# start of Exercise materials

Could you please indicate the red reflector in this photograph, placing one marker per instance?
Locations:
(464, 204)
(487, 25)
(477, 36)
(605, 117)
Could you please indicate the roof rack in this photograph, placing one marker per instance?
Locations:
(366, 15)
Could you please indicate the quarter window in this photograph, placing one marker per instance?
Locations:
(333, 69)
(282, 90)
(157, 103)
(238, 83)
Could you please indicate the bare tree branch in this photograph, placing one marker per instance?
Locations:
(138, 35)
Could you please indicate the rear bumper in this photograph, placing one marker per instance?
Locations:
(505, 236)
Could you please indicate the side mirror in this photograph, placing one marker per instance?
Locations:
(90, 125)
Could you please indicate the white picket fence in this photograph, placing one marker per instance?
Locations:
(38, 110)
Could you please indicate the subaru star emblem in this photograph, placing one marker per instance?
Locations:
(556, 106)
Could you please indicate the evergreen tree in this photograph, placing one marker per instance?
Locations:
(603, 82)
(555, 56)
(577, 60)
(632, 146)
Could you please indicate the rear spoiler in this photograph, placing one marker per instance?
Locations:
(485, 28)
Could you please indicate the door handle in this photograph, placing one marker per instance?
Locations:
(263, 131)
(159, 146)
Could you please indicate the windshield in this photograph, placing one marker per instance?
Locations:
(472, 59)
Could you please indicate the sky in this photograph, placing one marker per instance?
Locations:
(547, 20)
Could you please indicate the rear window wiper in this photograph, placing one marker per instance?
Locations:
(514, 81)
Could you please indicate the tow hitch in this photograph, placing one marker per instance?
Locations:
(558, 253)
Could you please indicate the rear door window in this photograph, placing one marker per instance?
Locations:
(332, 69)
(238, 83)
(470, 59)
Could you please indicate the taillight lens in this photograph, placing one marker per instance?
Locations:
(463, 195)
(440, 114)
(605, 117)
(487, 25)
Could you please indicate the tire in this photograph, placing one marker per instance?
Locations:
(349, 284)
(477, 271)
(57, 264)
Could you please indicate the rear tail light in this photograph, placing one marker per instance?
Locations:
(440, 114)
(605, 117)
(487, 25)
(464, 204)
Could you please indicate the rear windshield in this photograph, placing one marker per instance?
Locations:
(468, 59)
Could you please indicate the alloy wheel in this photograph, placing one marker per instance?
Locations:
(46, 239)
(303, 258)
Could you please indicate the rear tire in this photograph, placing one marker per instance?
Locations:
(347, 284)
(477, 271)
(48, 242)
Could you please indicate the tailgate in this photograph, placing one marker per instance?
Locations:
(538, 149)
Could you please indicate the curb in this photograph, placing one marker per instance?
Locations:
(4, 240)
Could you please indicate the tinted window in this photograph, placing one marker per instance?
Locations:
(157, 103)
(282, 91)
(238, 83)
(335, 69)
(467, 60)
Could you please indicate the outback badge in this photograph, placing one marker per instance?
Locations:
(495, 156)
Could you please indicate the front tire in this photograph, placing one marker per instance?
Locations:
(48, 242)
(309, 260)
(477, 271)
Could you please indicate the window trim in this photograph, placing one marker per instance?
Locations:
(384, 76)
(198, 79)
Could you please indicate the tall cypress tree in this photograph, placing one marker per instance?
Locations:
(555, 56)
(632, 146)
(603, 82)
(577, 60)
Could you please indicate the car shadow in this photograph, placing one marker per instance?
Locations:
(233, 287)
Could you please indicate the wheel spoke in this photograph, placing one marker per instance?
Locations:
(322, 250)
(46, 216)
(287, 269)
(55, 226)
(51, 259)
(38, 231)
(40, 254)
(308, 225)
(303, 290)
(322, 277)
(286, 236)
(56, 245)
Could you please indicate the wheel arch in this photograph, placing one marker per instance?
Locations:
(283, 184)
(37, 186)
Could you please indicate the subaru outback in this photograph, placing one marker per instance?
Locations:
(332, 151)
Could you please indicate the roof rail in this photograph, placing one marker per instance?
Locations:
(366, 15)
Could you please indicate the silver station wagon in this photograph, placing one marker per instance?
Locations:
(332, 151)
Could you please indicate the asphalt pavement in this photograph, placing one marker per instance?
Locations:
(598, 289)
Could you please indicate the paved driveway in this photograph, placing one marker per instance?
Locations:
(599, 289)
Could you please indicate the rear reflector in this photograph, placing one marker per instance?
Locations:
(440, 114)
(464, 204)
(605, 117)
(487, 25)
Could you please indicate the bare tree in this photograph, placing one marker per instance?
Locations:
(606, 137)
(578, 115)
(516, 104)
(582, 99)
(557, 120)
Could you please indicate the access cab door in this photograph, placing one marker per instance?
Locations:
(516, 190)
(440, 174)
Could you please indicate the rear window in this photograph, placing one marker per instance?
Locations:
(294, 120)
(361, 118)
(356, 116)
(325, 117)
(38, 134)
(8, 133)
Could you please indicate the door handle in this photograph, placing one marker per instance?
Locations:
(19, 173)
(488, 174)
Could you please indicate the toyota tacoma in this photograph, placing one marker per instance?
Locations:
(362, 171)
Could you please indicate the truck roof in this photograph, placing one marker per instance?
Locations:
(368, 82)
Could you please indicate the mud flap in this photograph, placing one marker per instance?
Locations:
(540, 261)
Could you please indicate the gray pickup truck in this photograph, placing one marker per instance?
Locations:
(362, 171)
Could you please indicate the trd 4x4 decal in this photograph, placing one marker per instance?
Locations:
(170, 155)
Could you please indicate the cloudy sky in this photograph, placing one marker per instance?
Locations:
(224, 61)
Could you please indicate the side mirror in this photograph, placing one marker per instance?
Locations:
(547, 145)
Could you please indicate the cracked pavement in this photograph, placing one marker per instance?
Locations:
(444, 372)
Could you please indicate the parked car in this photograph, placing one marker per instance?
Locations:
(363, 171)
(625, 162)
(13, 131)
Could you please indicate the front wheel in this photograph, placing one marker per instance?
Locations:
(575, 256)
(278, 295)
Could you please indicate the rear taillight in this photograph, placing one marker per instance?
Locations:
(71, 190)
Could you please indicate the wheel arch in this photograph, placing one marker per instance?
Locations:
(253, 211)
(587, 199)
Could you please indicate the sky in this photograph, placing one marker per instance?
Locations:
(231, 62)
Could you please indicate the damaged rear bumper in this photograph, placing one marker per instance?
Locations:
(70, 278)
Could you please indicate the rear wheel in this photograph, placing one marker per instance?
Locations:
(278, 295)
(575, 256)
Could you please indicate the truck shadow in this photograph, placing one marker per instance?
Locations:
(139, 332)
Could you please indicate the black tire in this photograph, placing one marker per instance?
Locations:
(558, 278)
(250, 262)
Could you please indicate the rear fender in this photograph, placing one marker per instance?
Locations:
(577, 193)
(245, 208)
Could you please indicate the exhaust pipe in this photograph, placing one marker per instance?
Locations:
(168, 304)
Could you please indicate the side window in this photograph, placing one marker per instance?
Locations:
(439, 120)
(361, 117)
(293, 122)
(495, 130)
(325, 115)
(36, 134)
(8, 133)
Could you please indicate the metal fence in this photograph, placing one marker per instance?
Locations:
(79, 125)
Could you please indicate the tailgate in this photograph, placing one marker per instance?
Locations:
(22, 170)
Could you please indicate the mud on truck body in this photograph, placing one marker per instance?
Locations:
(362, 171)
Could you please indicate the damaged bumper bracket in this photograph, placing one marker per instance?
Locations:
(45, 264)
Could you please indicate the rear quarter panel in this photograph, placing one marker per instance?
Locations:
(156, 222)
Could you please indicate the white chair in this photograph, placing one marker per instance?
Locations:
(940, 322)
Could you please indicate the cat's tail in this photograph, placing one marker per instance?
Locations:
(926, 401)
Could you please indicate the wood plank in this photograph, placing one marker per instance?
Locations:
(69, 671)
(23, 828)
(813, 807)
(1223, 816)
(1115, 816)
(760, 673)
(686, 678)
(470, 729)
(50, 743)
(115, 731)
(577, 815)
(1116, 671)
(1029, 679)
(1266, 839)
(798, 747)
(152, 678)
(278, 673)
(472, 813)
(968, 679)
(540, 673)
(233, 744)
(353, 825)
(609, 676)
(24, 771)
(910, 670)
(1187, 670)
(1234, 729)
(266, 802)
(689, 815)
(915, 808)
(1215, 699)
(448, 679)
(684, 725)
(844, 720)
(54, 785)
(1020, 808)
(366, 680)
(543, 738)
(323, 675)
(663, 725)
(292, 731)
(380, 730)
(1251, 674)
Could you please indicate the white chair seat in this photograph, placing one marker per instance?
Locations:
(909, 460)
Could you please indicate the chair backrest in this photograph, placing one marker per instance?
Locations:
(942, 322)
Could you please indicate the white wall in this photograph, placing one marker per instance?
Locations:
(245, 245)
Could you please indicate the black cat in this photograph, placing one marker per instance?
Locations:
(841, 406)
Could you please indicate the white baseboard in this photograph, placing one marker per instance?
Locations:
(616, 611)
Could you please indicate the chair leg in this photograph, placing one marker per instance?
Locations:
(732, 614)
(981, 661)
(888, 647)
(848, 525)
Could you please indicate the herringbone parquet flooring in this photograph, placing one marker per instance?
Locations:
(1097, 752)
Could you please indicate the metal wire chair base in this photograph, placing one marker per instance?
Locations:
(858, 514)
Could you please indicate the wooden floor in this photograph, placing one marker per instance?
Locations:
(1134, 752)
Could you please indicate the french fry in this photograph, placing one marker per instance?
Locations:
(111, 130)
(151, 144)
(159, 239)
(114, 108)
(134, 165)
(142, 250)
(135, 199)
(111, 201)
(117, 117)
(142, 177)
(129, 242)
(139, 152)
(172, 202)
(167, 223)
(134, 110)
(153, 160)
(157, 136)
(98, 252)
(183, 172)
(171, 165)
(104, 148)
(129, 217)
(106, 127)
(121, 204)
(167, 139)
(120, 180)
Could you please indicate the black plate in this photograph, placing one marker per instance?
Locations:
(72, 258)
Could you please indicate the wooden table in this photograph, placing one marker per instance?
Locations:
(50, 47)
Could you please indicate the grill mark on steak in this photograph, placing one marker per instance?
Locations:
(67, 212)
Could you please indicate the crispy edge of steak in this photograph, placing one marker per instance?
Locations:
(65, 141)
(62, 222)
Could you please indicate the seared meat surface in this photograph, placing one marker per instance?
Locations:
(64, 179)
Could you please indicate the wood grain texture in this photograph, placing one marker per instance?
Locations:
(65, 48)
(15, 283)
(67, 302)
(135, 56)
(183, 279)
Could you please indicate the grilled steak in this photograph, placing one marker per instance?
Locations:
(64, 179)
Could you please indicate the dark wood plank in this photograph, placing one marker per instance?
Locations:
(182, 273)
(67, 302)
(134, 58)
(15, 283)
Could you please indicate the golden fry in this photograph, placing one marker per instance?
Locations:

# end of Exercise materials

Required task: Reproduce as a numbered list the lines beginning with the one that contains "Could you please indicate the seared" and continuing through the final line, including both ends and omitting any blank lines.

Exercise answer:
1. Could you please indicate the seared meat surface in this photograph, placing one marker per instance?
2. Locations:
3. (64, 179)
4. Could you please indicate the wood grain texture in this photograph, placing one marker per instance?
5. Locations:
6. (65, 48)
7. (15, 283)
8. (67, 302)
9. (135, 56)
10. (183, 279)
11. Could you please indicate the grilled steak in this photograph, placing one marker per instance?
12. Locations:
13. (64, 179)
14. Could you please indicate the dark wood plank in this photograph, placing one marker per instance?
15. Locations:
16. (182, 273)
17. (67, 302)
18. (134, 58)
19. (15, 283)
20. Could you please indicate the golden fry in this photograph, placing one marker per instance?
21. Locations:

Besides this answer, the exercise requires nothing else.